Work instructions:
a. Say whether each statement agrees with the passage on young adult novels, answering yes or no and quoting the exact words of the passage that settle it: (i) Stargirl came out in 2000. (ii) In Ironman, the troubled teenager finds help from a sports coach. (iii) Sarabeth is 13 when her mother dies of a heart attack.
b. Pick up the passage on young adult novels after its last sentence and keep writing it.

Excerpt to read:

--- START ---

Jerry Spinelli looks at identity development from a different perspective in his novel Stargirl (2000). In this novel he focuses on how society can affect a person's identity development. Stargirl, from her first days at Mica High School, struggles with who she is and who she wants to be. Unfortunately, the way she dresses begins to turn the student body—and even her own boyfriend—against her. Stargirl questions whether her identity is controlled by her image, or if her image controls her identity. She must decide whether her need for an independent identity requires her to conform to gain acceptance from her peers.
Reading about these teenage characters' struggles with identity can act as a catalyst for young adult readers to consider how one defines one's own identity, the role which peers and society play in that defining process, and how the repercussions of moral decisions can affect identity development.
Relationships with adults
During adolescence parent-child conflicts become fairly normal. However, Nancy Cobb, in her 1995 book Adolescence, suggests that these conflicts must be resolved, and reconnections formed based on respect and cooperation. This resolution becomes more problematic when young adults are missing the positive parental role models with which this reconnection can occur. Several of Chris Crutcher's novels, including Stotan (1986), Running Loose (1983), Ironman (1995) and Staying Fat for Sarah Byrnes (1993) feature parents who are either absent, or physically or emotionally abusive. In order to find support, and make connections with positive adult role models these adolescents must seek out other adult role models in their lives. In Stotan, Chinese Handcuffs,(1989) and Whale Talk (2001) the abused characters are able to find physical and emotional help from their sports coaches. Ironman features Mr. Nak, a community adult who leads an anger management group for troubled teenagers. The positive adult role model is presented in the form of a high school English teacher in Staying Fat for Sarah Byrnes. All of these books suggest to readers that they can find the caring role models in their communities that they lack in their own homes.
Norma Fox Mazer reminds readers in her 2001 novel, Girlhearts, that sometimes a teenager's separation from his or her parents is not a matter of neglect, or of choice. When 13-year-old Sarabeth loses her mother to a heart attack she loses the only home she has ever known, and the adult she would usually turn to for support during traumatic times. In her initial grief Sarabeth considers running away from two close friends of her mother who are caring for her. As she moves through the grieving process, she begins to develop new support networks with her new caretakers, and realizes why she must stay with them. Additionally, she reaches out to distant family members to heal deep family wounds. Although Sarabeth has lost her mother, she moves through anger and grief and forms lasting connections with new adults who help to support her.
The topic of parental loss due to divorce, and the complex relationships children have with their stepfamilies is explored by Ann Brashares in the novel The Sisterhood of the Traveling Pants (2001), and its sequel, The Second Summer of the Sisterhood (2003). These two novels feature four teenage friends who are learning to adapt to changing family situations. In the first novel Carmen must discover where her place is in her father's home which now includes a new wife and stepchildren. In the sequel Carmen struggles to accept the realities of her mother's return to dating, and the personality changes it causes her to undergo. Although Carmen takes her mother's approval of Carmen's boyfriend for granted, the reverse is not true. When her mother goes so far as to wear the traveling pants out on a date as if she were one of the teenage Septembers (all four girls were born in September), Carmen throws a tantrum. In both of these novels the characters are able to rediscover the bonds that have always existed between themselves and their parents. The teenage and adult characters demonstrate that honesty and understanding on both sides can help even the most strained relationships become more harmonious.

--- END ---

Data provided:
--- START ---

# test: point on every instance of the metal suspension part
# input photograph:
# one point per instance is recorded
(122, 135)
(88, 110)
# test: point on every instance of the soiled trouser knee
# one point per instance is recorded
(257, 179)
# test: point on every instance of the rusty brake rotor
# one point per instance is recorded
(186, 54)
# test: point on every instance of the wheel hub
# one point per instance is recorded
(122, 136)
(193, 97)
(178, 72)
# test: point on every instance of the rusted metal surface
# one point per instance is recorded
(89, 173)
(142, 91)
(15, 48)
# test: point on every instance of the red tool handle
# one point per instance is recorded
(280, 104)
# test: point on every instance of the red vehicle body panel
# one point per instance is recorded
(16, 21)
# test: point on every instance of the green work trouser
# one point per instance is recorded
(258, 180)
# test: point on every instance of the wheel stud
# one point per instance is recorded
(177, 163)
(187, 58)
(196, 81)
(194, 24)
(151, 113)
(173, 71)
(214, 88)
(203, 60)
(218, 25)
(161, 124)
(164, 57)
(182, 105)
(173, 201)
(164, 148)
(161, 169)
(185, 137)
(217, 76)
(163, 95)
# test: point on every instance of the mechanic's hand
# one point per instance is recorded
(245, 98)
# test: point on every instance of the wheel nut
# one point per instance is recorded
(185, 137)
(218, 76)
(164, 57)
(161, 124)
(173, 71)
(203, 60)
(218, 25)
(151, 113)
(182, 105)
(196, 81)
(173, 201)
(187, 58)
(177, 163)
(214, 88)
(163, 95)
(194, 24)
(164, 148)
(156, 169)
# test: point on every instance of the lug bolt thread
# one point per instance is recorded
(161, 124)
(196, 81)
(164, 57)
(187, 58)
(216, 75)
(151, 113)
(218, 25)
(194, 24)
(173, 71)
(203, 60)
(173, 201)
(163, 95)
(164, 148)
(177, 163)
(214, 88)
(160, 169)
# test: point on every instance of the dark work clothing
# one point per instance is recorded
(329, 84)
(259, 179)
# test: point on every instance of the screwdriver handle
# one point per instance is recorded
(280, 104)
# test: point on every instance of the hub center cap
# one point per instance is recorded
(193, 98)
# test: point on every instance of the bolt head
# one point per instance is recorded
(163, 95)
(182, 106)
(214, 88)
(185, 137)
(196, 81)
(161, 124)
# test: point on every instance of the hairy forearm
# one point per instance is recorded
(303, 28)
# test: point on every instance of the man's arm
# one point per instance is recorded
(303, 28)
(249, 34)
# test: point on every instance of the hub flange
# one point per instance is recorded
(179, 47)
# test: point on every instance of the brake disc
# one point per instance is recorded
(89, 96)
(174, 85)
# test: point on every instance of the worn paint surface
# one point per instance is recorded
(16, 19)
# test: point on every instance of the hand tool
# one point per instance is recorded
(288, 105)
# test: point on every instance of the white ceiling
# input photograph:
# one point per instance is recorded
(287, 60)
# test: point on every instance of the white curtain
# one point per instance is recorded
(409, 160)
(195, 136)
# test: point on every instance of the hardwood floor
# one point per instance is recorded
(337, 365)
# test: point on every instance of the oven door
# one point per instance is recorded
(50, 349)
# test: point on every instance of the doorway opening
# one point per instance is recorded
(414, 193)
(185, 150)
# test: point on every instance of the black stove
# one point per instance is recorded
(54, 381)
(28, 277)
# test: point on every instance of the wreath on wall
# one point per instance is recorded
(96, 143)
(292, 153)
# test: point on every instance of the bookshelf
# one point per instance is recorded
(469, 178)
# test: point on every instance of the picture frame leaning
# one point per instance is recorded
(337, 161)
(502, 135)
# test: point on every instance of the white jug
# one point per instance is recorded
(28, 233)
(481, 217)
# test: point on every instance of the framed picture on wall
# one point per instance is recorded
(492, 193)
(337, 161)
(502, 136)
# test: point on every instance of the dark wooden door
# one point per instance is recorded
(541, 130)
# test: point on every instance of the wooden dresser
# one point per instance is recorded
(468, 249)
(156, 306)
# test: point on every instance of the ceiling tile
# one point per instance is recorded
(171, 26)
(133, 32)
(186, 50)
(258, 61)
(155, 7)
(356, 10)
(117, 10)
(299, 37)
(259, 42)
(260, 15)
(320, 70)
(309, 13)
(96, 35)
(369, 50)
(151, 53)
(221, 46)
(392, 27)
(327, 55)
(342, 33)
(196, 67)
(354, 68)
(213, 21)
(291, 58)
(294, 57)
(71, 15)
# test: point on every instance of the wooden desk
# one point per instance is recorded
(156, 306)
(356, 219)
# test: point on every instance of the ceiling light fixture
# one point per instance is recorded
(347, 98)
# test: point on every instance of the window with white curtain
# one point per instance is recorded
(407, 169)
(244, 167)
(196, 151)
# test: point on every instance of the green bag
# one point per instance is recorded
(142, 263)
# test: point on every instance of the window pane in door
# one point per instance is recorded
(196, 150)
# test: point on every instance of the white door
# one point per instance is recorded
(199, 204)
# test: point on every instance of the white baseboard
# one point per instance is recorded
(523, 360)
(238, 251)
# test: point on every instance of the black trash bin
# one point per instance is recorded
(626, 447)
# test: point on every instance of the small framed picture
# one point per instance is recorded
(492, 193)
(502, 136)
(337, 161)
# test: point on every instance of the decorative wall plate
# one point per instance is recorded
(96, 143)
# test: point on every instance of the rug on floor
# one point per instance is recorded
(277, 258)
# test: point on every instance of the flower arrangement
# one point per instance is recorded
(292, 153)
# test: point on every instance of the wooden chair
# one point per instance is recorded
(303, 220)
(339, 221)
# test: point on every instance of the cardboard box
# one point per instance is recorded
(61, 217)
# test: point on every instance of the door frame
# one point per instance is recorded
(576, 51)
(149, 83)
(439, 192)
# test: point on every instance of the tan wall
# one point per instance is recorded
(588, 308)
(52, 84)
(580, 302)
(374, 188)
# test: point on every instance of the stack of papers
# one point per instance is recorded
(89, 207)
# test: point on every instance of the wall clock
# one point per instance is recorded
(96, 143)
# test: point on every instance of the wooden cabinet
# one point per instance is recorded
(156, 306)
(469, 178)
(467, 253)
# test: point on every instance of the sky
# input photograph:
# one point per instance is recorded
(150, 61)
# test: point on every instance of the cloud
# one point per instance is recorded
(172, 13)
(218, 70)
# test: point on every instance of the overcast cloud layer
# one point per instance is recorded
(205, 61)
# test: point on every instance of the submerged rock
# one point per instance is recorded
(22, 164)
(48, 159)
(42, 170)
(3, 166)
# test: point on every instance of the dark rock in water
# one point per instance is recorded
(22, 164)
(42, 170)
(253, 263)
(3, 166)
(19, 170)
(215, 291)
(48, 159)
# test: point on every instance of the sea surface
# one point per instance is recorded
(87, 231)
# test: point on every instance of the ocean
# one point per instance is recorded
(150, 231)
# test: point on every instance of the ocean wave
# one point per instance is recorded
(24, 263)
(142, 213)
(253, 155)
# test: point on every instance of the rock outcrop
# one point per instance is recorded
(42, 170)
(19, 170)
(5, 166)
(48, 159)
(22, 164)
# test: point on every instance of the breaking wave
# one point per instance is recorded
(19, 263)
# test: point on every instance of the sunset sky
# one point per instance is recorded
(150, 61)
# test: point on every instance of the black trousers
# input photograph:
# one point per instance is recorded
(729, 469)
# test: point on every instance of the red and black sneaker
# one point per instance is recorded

--- END ---

Expected outputs:
a.
(i) Yes: "in his novel Stargirl (2000)"
(ii) No: "Ironman features Mr. Nak, a community adult who leads an anger management group for troubled teenagers."
(iii) Yes: "When 13-year-old Sarabeth loses her mother to a heart attack"

b.
These novels demonstrate that adolescents need positive adult role models for support during the many challenges that they face. These novels demonstrate that honesty, caring, compromise, and understanding from both sides will allow these relationships to flourish, whether the teen is forming the relationship with a parent, a blood relative, or another support adult. The novels illustrate to readers that the world is full of caring individuals who are available to help encourage adolescents to make positive decisions.
Adolescents often feel a tremendous amount of pressure from their peer groups to modify their behavior in a way that is consistent with the expectations of the group. These group expectations can either demonstrate caring for each other and other members of society, or they can be more negative, requiring members to act in ways that they know are not morally correct providing the individual with an opportunity to choose.
Walter Dean Myers's 2003 novel, The Beast, for example, provides the reader with a portrait of a young man who never turns his back on his peers but doesn't let them influence him into a losing lifestyle, either. Anthony "Spoon" Witherspoon returns periodically to his old neighborhood in Harlem from the prestigious and exclusive prep boarding school he attends, where he is a star basketball player and a good student. Tragically, he finds that "the Beast," as Myers has named it, claims more and more of his old friends and acquaintances every time he returns. Drugs, poverty, and a life without much promise for improvement destroy or harm the people he has known and loved during his seventeen years. Friends and especially his former, and still sort-of, girlfriend, Gabi, would draw him back into the quagmire of their existence. Meanwhile, his new friends unintentionally pressure him to leave that world behind and join their world of privilege and promise. Spoon navigates the two worlds without abandoning his friends in either; in fact, he makes choices that permit him to create win-win situations for everyone involved, despite "the Beast."
Many additional young adult novels contain negative peer influences but have main characters who resist, or overcome, the negative pressure and ultimately make morally correct decisions. In Chris Crutcher's Running Loose Louis Banks has the bravery to resist going along with the rest of the football team's plan to use cheating tactics during a game. Dan, in Lois Ruby's Skindeep (1994) realizes that the neo-Nazi group he has become involved with might provide him with the sense of acceptance he craves, but that the acceptance would come at the price of the violation of his own moral beliefs. He is strong enough to choose to remain an outsider rather than sacrifice his true convictions. Night Hoops (Deuker, 2000) and Death at Devil's Bridge (DeFelice, 2000) also show main characters that struggle with negative peer pressure but ultimately make decisions that reflect their own beliefs about the importance of ensuring other people's happiness and well-being.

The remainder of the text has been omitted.